• EXERCISE INSTRUCTIONS
Copy the line containing "Would you be able to point at the eyeglass frame", then all lines after it up to and including the final line of the material, exactly and without additions.

━━━

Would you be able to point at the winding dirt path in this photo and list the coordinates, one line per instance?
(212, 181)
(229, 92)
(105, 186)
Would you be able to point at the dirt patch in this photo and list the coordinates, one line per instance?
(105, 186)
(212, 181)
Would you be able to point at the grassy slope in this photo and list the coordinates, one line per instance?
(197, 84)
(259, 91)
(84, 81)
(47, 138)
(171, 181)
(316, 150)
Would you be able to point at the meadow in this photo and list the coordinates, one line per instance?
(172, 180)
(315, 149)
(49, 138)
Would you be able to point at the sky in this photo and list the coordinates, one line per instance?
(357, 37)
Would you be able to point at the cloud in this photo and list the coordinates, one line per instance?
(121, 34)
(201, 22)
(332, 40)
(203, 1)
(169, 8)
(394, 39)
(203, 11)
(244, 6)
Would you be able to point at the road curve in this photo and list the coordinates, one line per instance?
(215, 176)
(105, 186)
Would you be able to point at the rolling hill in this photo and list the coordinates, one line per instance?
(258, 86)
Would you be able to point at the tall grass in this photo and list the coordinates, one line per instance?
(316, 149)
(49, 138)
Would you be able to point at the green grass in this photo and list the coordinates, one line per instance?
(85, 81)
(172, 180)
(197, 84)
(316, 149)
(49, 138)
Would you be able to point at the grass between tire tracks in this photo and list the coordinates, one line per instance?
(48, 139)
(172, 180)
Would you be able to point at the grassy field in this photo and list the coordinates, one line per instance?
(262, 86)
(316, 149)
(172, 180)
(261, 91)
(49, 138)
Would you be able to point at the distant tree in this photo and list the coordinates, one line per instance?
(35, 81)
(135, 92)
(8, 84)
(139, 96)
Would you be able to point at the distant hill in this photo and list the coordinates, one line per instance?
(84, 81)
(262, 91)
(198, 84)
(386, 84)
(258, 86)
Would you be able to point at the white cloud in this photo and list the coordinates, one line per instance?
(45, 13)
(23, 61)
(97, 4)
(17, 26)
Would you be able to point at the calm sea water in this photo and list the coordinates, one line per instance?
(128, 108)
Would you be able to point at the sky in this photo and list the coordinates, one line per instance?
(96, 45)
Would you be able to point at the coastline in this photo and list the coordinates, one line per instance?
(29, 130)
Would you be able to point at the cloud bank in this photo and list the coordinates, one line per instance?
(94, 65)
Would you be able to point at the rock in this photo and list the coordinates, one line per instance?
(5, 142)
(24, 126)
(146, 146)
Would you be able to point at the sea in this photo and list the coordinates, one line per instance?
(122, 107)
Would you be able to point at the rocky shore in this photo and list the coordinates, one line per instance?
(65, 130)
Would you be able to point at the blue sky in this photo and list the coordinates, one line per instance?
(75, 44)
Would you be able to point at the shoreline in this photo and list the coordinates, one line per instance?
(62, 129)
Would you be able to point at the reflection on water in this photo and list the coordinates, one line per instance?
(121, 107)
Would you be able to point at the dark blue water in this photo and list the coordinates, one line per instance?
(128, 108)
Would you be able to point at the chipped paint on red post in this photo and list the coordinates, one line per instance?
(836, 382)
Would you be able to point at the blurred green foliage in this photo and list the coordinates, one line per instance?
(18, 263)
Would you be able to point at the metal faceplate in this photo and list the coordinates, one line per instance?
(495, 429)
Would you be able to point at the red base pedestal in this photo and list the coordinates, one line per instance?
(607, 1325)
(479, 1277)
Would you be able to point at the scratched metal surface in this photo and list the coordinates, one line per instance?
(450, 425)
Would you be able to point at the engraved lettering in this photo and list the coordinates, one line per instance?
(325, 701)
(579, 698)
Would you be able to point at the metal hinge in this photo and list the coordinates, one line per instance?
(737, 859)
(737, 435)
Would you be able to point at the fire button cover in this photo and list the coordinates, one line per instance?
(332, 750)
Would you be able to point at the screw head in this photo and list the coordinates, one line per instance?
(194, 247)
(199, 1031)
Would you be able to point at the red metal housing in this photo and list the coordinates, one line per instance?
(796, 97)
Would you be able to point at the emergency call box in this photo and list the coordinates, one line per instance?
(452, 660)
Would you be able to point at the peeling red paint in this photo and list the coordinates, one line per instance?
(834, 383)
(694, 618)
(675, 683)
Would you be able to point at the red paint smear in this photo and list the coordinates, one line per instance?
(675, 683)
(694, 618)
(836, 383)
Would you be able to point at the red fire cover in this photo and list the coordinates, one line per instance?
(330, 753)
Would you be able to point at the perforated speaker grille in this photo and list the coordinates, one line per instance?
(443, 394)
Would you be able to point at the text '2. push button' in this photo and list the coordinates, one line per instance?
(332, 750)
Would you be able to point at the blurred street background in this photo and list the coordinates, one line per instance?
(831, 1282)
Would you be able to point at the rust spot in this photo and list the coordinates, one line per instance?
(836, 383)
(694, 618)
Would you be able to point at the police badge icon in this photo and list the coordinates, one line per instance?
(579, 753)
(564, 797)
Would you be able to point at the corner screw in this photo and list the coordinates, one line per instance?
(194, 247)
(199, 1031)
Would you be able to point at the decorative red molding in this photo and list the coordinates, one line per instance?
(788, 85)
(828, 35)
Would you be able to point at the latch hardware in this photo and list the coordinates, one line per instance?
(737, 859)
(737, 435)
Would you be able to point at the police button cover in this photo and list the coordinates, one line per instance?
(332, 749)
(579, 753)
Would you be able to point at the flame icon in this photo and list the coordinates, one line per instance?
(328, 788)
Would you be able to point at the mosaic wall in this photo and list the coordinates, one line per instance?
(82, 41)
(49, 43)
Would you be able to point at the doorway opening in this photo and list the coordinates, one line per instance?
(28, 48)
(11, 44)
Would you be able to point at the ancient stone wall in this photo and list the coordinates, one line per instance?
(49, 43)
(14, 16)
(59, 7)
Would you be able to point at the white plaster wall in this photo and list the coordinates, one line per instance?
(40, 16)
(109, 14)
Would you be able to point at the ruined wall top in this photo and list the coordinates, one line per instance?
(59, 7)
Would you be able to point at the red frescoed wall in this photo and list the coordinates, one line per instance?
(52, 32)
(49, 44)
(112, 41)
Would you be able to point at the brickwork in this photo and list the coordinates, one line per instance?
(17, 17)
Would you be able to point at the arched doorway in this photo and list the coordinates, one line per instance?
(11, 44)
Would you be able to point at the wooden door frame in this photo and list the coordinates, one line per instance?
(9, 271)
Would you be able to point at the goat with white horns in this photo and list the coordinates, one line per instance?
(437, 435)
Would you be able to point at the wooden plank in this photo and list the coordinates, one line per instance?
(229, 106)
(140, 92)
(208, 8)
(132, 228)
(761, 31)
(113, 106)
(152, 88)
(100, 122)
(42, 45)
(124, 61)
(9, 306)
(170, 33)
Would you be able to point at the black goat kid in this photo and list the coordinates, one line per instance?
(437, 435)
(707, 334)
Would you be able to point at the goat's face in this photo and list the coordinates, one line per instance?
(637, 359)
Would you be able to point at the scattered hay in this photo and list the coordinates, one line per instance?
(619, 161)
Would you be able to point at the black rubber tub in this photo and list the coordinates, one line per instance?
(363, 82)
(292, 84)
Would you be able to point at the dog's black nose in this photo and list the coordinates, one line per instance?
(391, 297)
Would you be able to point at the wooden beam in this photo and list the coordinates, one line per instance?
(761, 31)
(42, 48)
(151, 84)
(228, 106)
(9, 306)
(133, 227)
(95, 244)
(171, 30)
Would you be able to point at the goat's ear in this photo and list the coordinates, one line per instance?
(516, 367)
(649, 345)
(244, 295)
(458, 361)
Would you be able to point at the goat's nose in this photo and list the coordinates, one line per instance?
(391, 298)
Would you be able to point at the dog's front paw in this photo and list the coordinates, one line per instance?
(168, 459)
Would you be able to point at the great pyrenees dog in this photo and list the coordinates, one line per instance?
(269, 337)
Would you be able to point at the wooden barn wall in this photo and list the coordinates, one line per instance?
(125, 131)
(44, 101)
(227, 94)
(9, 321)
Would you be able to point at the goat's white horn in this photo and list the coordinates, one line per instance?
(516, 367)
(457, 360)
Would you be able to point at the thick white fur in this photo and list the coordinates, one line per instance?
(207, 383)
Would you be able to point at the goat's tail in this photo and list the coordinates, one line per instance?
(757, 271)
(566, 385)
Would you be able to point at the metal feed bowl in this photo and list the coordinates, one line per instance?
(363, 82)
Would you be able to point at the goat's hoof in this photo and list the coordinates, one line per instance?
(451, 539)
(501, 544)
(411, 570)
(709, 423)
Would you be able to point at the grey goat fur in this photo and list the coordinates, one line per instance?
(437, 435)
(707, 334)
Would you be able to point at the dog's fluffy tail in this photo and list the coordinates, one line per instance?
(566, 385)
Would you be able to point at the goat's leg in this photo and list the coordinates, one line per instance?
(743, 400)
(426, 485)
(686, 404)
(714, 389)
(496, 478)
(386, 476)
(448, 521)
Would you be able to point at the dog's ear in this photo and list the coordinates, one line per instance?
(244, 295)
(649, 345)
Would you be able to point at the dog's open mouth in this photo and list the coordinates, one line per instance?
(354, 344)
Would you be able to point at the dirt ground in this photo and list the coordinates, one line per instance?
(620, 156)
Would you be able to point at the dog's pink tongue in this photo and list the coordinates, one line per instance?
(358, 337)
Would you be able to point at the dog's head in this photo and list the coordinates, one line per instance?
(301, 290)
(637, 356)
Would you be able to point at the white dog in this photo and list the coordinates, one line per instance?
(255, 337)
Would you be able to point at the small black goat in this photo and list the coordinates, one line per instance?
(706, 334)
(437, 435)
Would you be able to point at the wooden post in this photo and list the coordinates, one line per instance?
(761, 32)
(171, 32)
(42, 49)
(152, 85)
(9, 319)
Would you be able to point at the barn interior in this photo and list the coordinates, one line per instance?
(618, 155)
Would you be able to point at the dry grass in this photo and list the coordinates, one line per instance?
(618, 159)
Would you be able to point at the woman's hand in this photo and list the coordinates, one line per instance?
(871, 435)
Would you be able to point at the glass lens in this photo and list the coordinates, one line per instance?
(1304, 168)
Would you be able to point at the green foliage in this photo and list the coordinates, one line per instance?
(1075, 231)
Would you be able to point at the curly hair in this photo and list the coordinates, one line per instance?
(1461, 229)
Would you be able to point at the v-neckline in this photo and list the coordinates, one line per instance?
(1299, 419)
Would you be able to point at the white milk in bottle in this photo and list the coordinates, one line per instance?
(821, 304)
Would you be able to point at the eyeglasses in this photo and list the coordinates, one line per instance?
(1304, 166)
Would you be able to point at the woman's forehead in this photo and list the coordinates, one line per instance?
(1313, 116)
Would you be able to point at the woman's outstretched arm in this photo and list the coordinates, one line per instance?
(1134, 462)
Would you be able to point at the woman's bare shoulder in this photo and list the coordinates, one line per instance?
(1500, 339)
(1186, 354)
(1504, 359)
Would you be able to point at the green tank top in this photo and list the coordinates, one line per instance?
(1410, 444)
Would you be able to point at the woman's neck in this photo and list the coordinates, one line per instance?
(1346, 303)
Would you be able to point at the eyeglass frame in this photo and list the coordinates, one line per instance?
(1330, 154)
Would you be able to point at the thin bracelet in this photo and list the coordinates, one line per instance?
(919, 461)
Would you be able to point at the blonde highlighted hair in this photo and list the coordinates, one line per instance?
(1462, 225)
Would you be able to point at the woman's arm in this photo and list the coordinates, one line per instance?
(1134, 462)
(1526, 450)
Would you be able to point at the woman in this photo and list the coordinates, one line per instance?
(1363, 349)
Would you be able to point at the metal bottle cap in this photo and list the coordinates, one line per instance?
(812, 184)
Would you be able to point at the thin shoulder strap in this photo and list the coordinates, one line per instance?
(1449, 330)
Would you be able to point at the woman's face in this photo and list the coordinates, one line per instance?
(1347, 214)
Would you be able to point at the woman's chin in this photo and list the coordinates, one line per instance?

━━━

• RESPONSE
Would you be able to point at the eyeglass frame in this photo and list the coordinates, one line per instance?
(1330, 154)
Would you be able to point at the thin bracelet in this photo and list the coordinates, one line per instance?
(919, 461)
Would you be able to point at the blonde highlighted hair in this photo and list the coordinates, one line per instance?
(1462, 225)
Would you be able to point at the woman's arm in this photo and list the coordinates, one line per instance?
(1134, 462)
(1526, 450)
Would you be able to point at the woman in this photo and list the coordinates, one line per instance?
(1363, 349)
Would you be able to point at the metal bottle cap in this photo and list the coordinates, one line per instance?
(812, 184)
Would you be able to point at the thin shoulder strap in this photo and list the coordinates, one line per instance?
(1449, 330)
Would you be able to point at the woman's face in this photo and list the coordinates, one line per instance?
(1347, 214)
Would you be able to point at the woman's chin in this photo and list the coordinates, one line per instance?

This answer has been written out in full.